§ **Description of the task**
Without omitting anything, copy every entry word for word.

<<<<

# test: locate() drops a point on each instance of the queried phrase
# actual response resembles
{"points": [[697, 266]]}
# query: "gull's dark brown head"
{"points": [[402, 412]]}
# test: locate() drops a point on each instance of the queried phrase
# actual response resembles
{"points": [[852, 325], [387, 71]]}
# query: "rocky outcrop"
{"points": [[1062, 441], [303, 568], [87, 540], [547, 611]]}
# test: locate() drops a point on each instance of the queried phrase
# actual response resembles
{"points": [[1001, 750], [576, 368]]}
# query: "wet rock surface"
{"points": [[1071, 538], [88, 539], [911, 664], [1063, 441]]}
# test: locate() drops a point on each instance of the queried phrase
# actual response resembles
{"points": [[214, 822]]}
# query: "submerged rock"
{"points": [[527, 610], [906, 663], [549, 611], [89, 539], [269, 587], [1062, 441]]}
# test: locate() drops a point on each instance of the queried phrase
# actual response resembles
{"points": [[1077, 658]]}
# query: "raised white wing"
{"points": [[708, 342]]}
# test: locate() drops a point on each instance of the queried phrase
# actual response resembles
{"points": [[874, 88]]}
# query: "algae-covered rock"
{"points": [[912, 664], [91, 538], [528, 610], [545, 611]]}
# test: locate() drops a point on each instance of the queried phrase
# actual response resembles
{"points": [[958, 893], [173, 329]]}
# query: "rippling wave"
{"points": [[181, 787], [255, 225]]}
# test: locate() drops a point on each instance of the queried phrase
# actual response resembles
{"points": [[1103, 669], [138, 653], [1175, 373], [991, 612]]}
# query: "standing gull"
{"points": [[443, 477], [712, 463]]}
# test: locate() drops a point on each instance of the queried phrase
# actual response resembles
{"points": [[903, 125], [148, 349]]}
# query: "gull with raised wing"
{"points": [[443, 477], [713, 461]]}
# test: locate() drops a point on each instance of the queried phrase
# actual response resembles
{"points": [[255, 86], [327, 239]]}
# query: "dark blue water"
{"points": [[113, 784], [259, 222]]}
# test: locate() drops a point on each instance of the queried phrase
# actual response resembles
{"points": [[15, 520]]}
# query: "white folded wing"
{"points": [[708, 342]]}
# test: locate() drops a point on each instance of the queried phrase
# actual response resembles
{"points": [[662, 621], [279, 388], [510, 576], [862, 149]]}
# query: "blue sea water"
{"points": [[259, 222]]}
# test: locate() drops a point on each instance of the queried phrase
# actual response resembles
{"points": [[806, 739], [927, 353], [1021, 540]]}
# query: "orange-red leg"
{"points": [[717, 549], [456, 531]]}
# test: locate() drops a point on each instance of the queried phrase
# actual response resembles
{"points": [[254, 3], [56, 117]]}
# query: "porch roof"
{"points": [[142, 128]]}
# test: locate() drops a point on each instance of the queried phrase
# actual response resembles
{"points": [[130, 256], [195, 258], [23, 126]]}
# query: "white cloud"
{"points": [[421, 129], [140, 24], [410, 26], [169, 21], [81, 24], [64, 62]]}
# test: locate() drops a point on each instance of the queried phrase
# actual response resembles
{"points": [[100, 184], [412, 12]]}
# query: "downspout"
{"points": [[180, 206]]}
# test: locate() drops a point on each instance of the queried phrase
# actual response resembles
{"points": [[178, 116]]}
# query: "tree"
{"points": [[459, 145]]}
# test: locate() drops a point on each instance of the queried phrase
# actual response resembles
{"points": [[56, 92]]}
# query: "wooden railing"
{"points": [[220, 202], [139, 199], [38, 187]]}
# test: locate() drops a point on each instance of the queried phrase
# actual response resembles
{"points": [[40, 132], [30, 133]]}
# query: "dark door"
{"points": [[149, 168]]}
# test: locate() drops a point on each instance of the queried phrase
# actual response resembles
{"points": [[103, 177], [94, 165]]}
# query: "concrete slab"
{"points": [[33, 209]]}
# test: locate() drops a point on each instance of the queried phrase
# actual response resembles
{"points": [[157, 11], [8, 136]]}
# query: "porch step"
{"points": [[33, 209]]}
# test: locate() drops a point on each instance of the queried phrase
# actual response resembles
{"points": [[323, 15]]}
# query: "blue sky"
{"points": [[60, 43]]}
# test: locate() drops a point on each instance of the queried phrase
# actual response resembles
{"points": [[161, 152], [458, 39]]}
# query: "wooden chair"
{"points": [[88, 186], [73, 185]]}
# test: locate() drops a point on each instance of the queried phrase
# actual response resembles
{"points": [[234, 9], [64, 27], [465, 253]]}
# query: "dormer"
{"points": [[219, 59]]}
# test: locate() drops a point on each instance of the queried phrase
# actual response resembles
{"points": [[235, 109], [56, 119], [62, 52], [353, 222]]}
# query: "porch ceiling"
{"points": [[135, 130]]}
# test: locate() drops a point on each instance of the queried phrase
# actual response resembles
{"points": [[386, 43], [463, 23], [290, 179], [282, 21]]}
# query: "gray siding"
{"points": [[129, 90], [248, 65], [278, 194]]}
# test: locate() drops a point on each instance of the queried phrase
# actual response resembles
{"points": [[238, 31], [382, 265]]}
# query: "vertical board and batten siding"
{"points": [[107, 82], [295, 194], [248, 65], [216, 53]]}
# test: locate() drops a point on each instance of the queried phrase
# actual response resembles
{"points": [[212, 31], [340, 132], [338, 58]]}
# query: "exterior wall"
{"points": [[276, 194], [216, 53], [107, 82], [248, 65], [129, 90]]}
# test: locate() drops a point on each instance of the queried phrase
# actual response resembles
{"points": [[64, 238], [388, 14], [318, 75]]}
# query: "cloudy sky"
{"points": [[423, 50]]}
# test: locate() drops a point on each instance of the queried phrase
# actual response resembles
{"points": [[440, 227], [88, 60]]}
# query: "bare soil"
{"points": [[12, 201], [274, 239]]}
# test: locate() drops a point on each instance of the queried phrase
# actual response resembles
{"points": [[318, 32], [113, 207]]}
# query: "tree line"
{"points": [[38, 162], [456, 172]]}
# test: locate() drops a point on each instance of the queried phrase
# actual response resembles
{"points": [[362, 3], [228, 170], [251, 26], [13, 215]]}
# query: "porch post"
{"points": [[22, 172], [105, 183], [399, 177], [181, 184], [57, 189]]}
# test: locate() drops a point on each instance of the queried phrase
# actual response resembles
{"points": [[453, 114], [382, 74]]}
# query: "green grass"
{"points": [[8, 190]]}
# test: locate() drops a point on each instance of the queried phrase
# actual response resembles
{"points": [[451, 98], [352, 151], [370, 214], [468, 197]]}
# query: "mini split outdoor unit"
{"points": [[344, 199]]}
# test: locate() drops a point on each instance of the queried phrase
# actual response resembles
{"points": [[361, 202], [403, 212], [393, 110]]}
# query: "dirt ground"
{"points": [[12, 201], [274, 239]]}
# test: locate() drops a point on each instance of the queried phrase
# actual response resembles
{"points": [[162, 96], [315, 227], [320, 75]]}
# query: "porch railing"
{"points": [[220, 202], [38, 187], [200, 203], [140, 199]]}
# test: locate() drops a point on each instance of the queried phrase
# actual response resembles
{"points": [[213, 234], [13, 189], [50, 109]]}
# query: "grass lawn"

>>>>

§ **Exercise output**
# test: locate() drops a point on each instance of the queried phrase
# actual response resembles
{"points": [[697, 266]]}
# query: "gull's dark brown head"
{"points": [[402, 412]]}
# test: locate() drops a point on each instance of the queried phrase
# actual response resembles
{"points": [[852, 325], [387, 71]]}
# query: "rocky outcrop"
{"points": [[1062, 441], [303, 568], [87, 540], [547, 611]]}
# test: locate() drops a point on each instance of the queried phrase
# actual response resembles
{"points": [[1001, 750], [576, 368]]}
# query: "wet rock surface"
{"points": [[1071, 538], [88, 539], [911, 664], [1063, 441]]}
# test: locate() drops a point on each instance of the queried phrase
# actual response resembles
{"points": [[214, 822]]}
# query: "submerged rock"
{"points": [[527, 610], [906, 663], [549, 611], [89, 539], [269, 587], [1062, 441]]}
# test: locate() drops a point on each instance of the queried phrase
# actual response resembles
{"points": [[1077, 658]]}
# query: "raised white wing"
{"points": [[708, 342]]}
# test: locate() drops a point on each instance of the queried phrase
# actual response resembles
{"points": [[874, 88]]}
# query: "algae-covered rock"
{"points": [[912, 664], [91, 538], [528, 610], [545, 611]]}
# test: locate() drops a point on each instance of the queried phrase
# actual response resembles
{"points": [[958, 893], [173, 329]]}
# query: "rippling wave"
{"points": [[181, 787], [255, 225]]}
# test: locate() drops a point on each instance of the queried phrase
# actual response resembles
{"points": [[1103, 669], [138, 653], [1175, 373], [991, 612]]}
# query: "standing gull"
{"points": [[443, 477], [712, 463]]}
# test: locate() drops a point on each instance of the queried phrase
# actual response resembles
{"points": [[903, 125], [148, 349]]}
# query: "gull with raised wing"
{"points": [[443, 477], [713, 461]]}
# test: locate() drops a point on each instance of the queried phrase
# actual response resembles
{"points": [[255, 86], [327, 239]]}
# query: "dark blue water"
{"points": [[113, 784], [259, 222]]}
# test: locate() drops a point on each instance of the queried phrase
# actual response resembles
{"points": [[15, 520]]}
# query: "white folded wing"
{"points": [[708, 342]]}
# test: locate() drops a point on each instance of the queried phrase
# actual response resembles
{"points": [[662, 621], [279, 388], [510, 576], [862, 149]]}
# query: "blue sea water"
{"points": [[259, 222]]}
# test: locate() drops a point on each instance of the queried phrase
# actual response resembles
{"points": [[806, 739], [927, 353], [1021, 540]]}
# query: "orange-red leg"
{"points": [[717, 549], [456, 531]]}
# test: locate() drops a point on each instance of the queried phrase
# actual response resembles
{"points": [[254, 3], [56, 117]]}
# query: "porch roof"
{"points": [[142, 128]]}
# test: locate() drops a point on each instance of the queried phrase
# actual response resembles
{"points": [[130, 256], [195, 258], [23, 126]]}
# query: "white cloud"
{"points": [[421, 129], [140, 24], [410, 26], [169, 21], [81, 24], [64, 62]]}
# test: locate() drops a point on each instance of the queried phrase
# actual response resembles
{"points": [[100, 184], [412, 12]]}
# query: "downspout"
{"points": [[180, 206]]}
# test: locate() drops a point on each instance of the queried phrase
# actual response resembles
{"points": [[178, 116]]}
# query: "tree"
{"points": [[459, 145]]}
# test: locate() drops a point on each instance of the queried phrase
# actual response resembles
{"points": [[56, 92]]}
# query: "wooden railing"
{"points": [[220, 202], [139, 199], [38, 187]]}
# test: locate() drops a point on each instance of the queried phrase
# actual response resembles
{"points": [[40, 132], [30, 133]]}
# query: "dark door"
{"points": [[149, 168]]}
# test: locate() drops a point on each instance of the queried phrase
# actual response resembles
{"points": [[103, 177], [94, 165]]}
# query: "concrete slab"
{"points": [[33, 209]]}
# test: locate() drops a point on each instance of the queried phrase
# actual response resembles
{"points": [[157, 11], [8, 136]]}
# query: "porch step"
{"points": [[33, 209]]}
# test: locate() drops a point on each instance of the queried phrase
# actual response resembles
{"points": [[323, 15]]}
# query: "blue sky"
{"points": [[60, 43]]}
# test: locate() drops a point on each instance of the queried phrase
# actual response resembles
{"points": [[161, 152], [458, 39]]}
# query: "wooden chair"
{"points": [[88, 186], [73, 185]]}
# test: locate() drops a point on each instance of the queried phrase
# actual response resembles
{"points": [[234, 9], [64, 27], [465, 253]]}
# query: "dormer"
{"points": [[219, 59]]}
# test: locate() drops a point on each instance of the queried phrase
# actual response resembles
{"points": [[235, 109], [56, 119], [62, 52], [353, 222]]}
# query: "porch ceiling"
{"points": [[135, 130]]}
# test: locate() drops a point on each instance of the queried phrase
# actual response resembles
{"points": [[386, 43], [463, 23], [290, 179], [282, 21]]}
# query: "gray siding"
{"points": [[129, 90], [248, 65], [278, 194]]}
# test: locate() drops a point on each instance of the queried phrase
# actual response resembles
{"points": [[238, 31], [382, 265]]}
# query: "vertical board and batten siding"
{"points": [[107, 82], [295, 194], [248, 65], [216, 53]]}
# test: locate() drops a point on each instance of the queried phrase
# actual response resembles
{"points": [[212, 31], [340, 132], [338, 58]]}
# query: "exterior wall"
{"points": [[276, 194], [216, 53], [107, 82], [248, 65], [129, 90]]}
# test: locate() drops a point on each instance of the queried phrase
# actual response resembles
{"points": [[64, 238], [388, 14], [318, 75]]}
# query: "cloudy sky"
{"points": [[423, 50]]}
# test: locate() drops a point on each instance of the queried phrase
# actual response resembles
{"points": [[440, 227], [88, 60]]}
# query: "bare soil"
{"points": [[12, 201], [274, 239]]}
# test: locate() drops a point on each instance of the queried phrase
# actual response resembles
{"points": [[318, 32], [113, 207]]}
# query: "tree line"
{"points": [[38, 162], [456, 172]]}
# test: locate() drops a point on each instance of the queried phrase
# actual response resembles
{"points": [[362, 3], [228, 170], [251, 26], [13, 215]]}
# query: "porch post"
{"points": [[22, 172], [105, 183], [399, 177], [181, 184], [57, 189]]}
# test: locate() drops a point on each instance of the queried phrase
# actual response resembles
{"points": [[453, 114], [382, 74]]}
# query: "green grass"
{"points": [[8, 190]]}
# test: locate() drops a point on each instance of the queried phrase
# actual response resembles
{"points": [[451, 98], [352, 151], [370, 214], [468, 197]]}
# query: "mini split outdoor unit"
{"points": [[344, 199]]}
# test: locate() drops a point on each instance of the queried phrase
# actual response resembles
{"points": [[361, 202], [403, 212], [393, 110]]}
# query: "dirt ground"
{"points": [[12, 201], [274, 239]]}
# test: locate() drops a point on each instance of the queried phrase
# actual response resembles
{"points": [[162, 96], [315, 227], [320, 75]]}
# query: "porch railing"
{"points": [[220, 202], [38, 187], [200, 203], [140, 199]]}
# test: locate() drops a point on each instance of the queried phrase
# actual response resembles
{"points": [[213, 234], [13, 189], [50, 109]]}
# query: "grass lawn"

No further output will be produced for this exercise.